[Region pointing data]
*** Begin section ***

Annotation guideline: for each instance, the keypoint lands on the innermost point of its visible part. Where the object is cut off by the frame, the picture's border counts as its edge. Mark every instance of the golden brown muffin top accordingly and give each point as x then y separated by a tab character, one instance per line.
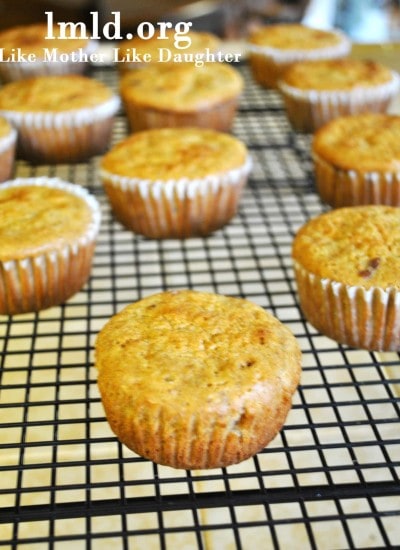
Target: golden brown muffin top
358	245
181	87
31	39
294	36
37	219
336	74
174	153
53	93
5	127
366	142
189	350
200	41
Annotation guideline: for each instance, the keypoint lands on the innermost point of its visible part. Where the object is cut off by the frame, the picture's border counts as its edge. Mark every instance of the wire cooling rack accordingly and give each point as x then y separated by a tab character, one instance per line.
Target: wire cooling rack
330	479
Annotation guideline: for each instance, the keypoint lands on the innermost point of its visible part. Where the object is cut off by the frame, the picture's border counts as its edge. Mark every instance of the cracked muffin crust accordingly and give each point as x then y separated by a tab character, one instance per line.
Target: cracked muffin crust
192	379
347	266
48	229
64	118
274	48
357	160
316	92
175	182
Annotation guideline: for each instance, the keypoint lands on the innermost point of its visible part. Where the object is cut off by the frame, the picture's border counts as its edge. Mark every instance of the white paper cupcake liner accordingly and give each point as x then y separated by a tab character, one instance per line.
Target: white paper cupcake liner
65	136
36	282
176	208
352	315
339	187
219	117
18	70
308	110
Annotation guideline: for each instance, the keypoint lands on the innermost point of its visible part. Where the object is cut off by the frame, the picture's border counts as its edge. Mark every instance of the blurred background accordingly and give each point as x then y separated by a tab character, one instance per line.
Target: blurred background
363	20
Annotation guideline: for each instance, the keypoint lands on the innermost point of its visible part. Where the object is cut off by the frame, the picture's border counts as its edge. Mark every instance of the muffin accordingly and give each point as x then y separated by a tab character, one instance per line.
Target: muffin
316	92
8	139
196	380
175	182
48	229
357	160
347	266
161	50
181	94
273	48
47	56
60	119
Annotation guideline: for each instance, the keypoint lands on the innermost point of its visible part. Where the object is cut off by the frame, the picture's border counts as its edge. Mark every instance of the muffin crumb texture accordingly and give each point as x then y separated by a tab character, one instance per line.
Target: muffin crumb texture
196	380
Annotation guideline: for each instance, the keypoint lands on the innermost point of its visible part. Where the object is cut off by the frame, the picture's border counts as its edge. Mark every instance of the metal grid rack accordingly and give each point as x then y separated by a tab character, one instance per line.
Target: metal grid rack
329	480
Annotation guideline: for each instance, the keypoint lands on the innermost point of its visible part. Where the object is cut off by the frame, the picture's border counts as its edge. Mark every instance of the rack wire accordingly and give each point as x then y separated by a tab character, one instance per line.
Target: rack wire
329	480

*** End section ***
*** Begin section ***

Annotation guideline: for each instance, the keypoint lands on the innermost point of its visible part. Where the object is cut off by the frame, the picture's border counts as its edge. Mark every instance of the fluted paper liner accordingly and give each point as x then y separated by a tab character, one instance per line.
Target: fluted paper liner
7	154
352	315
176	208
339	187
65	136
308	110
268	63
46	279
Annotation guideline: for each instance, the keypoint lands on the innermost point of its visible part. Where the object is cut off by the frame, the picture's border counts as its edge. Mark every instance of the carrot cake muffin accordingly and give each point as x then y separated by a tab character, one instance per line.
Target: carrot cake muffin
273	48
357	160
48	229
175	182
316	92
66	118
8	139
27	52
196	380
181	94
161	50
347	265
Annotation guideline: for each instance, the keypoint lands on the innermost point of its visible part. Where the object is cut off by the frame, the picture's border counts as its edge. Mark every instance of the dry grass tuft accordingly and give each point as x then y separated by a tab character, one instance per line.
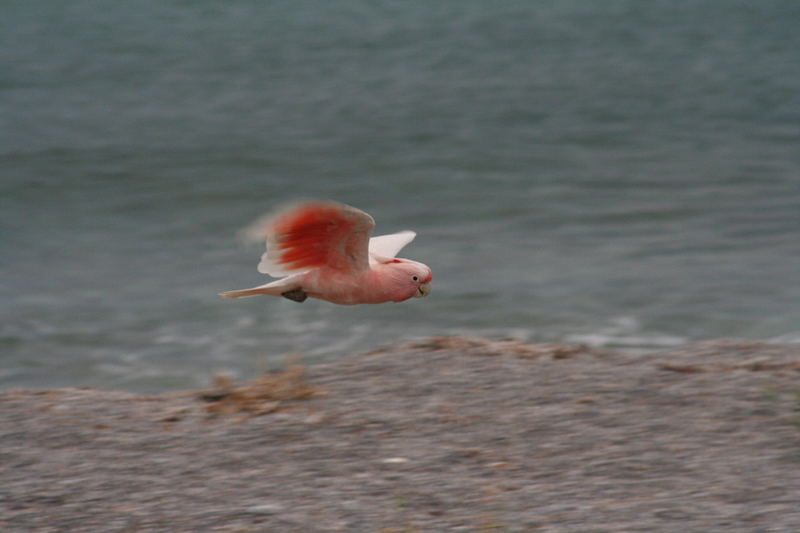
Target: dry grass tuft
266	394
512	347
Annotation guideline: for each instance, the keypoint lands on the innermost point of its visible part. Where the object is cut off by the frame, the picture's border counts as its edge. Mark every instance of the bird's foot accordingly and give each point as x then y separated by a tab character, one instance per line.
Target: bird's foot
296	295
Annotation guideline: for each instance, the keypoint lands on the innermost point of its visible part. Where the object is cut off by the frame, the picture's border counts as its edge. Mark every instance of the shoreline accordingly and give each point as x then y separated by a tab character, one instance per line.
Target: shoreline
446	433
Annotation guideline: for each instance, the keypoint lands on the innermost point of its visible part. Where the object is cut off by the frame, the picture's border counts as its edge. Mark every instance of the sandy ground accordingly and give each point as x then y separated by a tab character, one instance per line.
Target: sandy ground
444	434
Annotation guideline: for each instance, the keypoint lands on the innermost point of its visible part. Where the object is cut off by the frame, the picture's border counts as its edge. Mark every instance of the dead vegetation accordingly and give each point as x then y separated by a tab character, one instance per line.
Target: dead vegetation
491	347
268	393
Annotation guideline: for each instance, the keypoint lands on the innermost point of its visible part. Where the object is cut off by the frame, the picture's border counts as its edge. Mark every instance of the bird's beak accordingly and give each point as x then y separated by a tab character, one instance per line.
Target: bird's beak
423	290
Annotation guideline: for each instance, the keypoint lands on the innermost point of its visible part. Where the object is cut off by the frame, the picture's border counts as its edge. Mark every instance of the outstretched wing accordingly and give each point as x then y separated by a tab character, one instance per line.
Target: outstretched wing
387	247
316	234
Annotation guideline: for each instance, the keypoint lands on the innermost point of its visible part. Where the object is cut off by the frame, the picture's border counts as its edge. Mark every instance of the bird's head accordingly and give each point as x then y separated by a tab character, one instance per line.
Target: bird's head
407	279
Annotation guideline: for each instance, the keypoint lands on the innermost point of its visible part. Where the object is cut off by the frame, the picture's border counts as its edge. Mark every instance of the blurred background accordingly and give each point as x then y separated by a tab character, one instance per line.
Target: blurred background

*** End section ***
*** Begin section ***

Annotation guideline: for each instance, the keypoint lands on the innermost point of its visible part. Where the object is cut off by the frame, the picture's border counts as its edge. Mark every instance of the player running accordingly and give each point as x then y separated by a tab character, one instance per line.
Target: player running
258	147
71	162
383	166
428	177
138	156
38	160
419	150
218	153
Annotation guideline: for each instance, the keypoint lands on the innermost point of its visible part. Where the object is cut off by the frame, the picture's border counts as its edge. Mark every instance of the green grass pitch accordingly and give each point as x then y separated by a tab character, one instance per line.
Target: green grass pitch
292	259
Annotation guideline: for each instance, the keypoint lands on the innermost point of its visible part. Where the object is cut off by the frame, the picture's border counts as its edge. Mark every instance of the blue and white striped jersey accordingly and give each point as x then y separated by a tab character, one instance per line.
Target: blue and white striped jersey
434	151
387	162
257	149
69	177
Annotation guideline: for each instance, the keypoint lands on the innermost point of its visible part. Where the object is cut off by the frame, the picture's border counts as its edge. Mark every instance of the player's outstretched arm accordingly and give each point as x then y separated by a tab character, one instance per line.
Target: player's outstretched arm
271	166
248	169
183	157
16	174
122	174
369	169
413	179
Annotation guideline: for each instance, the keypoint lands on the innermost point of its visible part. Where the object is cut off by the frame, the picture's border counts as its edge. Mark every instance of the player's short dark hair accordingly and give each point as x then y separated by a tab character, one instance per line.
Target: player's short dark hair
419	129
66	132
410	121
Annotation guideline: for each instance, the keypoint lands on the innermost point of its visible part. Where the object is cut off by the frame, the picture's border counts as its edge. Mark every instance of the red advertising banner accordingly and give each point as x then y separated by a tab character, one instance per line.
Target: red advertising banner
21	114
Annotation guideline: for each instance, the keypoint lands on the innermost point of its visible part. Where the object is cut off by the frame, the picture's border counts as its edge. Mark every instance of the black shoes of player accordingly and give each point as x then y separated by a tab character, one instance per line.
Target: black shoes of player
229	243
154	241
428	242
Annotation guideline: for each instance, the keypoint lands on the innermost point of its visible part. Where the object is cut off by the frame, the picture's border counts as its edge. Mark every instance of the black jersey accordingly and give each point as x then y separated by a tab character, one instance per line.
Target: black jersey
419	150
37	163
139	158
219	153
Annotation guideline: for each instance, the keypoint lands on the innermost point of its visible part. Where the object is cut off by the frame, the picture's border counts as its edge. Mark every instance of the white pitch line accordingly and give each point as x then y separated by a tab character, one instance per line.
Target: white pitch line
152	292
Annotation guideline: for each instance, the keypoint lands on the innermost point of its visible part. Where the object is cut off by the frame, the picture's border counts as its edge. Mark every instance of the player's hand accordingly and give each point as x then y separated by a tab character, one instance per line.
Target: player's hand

*** End section ***

Instructions to follow: Find the string "hand" in the entries above and return each line that holds it.

Exercise result:
Annotation guideline: for each instance, the keypoint lands on the innermost point of its visible part. Where the object is cut off by the frame, the picture's border counts as its edge. Mark every instance of the player's hand accordingly and give each point as x then y separated by a tab character, one instance per line.
Target: player's hand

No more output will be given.